_EXERCISE AIM_
Copy out verbatim the portion of the listing that begins with the line containing "Guideline: put one point on each instance of the duck in" and runs through the end of the listing, including both the first and last lines.

_MATERIAL PROVIDED_
··········

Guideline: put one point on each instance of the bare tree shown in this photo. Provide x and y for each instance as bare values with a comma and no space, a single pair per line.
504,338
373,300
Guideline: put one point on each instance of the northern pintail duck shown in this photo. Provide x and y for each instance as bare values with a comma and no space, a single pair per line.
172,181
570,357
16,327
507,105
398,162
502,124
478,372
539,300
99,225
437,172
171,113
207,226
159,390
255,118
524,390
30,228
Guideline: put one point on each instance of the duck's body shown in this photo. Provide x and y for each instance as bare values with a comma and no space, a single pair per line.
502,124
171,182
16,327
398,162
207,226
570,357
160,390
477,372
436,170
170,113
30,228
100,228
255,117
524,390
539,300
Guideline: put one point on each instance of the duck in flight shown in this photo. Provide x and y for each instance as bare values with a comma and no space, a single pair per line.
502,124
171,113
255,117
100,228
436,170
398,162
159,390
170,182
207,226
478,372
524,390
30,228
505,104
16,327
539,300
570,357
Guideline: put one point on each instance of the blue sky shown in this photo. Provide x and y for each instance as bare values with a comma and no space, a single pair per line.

··········

_ANSWER TO THIS TASK_
Guideline: put one point on each instance of the duck in flight shown in this photo. Provide x and y for each instance as bare values with a comma and no space, a single pair per line.
502,124
171,113
255,117
100,228
436,170
398,162
159,390
170,182
207,226
478,372
524,390
30,228
505,104
16,327
539,300
570,357
Guideline: put one point on each instance of the blue sky shown in this photo. Provide x and y for each instance as bare values with a comma and no space, a single pair per line.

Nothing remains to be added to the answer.